BEGIN RECORDS FOR THE TASK

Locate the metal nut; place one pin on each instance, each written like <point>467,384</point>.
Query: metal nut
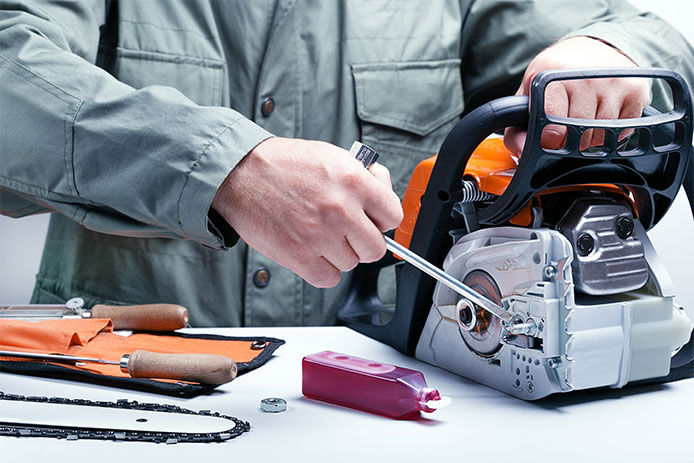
<point>273,405</point>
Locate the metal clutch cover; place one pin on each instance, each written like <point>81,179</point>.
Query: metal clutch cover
<point>580,342</point>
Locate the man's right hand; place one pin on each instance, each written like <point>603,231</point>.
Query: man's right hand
<point>310,207</point>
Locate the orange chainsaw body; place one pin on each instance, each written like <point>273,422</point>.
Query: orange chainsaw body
<point>492,167</point>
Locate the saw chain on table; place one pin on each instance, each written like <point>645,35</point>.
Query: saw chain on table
<point>125,420</point>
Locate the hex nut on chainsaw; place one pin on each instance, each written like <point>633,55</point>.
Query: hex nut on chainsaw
<point>273,405</point>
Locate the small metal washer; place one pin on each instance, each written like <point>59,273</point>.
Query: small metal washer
<point>273,405</point>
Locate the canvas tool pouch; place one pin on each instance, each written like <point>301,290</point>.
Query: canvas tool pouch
<point>95,338</point>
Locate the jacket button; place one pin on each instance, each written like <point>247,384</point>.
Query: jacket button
<point>267,107</point>
<point>261,277</point>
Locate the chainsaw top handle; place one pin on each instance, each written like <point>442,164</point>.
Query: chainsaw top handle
<point>652,171</point>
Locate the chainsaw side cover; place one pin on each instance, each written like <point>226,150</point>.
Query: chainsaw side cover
<point>579,343</point>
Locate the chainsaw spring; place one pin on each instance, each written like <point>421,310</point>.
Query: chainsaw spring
<point>471,193</point>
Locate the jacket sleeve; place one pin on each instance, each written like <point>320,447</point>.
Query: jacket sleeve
<point>73,139</point>
<point>500,38</point>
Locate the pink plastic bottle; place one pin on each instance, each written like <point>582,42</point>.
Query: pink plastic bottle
<point>367,385</point>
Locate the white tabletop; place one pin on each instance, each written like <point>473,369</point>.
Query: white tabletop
<point>649,423</point>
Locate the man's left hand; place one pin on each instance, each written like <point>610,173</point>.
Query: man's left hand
<point>609,98</point>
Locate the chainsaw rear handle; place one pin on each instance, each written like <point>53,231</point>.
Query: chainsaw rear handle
<point>652,173</point>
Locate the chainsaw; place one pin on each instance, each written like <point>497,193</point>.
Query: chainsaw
<point>565,289</point>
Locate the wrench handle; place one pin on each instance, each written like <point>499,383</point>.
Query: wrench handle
<point>206,369</point>
<point>148,317</point>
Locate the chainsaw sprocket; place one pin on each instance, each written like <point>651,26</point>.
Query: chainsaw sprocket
<point>485,336</point>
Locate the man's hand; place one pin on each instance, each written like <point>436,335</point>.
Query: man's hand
<point>310,207</point>
<point>617,98</point>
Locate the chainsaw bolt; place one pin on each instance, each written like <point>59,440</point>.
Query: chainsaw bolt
<point>273,405</point>
<point>584,244</point>
<point>625,227</point>
<point>550,271</point>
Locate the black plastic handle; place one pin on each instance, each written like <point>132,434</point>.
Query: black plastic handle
<point>652,172</point>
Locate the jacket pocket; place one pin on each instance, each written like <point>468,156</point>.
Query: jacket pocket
<point>200,79</point>
<point>406,109</point>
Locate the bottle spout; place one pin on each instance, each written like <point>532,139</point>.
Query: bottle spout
<point>430,400</point>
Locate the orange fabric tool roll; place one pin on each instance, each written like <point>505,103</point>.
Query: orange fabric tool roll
<point>95,338</point>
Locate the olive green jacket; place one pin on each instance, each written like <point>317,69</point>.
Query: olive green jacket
<point>124,117</point>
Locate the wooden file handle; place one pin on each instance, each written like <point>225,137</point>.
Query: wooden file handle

END RECORDS FOR THE TASK

THE TASK:
One stretch of the lines above is wanted, from the line that contains "Locate the chainsaw sprocket;" through the line that contains "Locate the wooden". Output it exactly.

OUTPUT FOR THIS EXERCISE:
Locate the chainsaw sprocket; place one pin on each instance, each written like <point>651,26</point>.
Query: chainsaw sprocket
<point>485,336</point>
Locate the man's hand; place one pin on each instance, each written like <point>436,335</point>.
Query: man's hand
<point>310,207</point>
<point>617,98</point>
Locate the chainsaw bolt; place one pin on each instance, each written like <point>59,440</point>.
Query: chainsaw bolt
<point>273,405</point>
<point>584,244</point>
<point>625,227</point>
<point>550,271</point>
Locate the black plastic handle; place one pin on each instance, each written like <point>132,434</point>.
Query: black plastic handle
<point>652,172</point>
Locate the jacket pocket; place one pin on each instance, each written like <point>468,156</point>.
Query: jacket pocket
<point>200,79</point>
<point>406,109</point>
Locate the bottle spout; place one pin on each instance, each written like <point>532,139</point>.
Query: bottle spout
<point>430,400</point>
Locate the orange fabric tool roll; place one pin on each instance, each written like <point>505,103</point>.
Query: orange fabric tool roll
<point>95,338</point>
Locate the olive green jacket; place one pin on each instance, each written like <point>317,69</point>.
Query: olive green jacket
<point>124,117</point>
Locate the wooden file handle; place one pin on each instance, each written like <point>225,137</point>.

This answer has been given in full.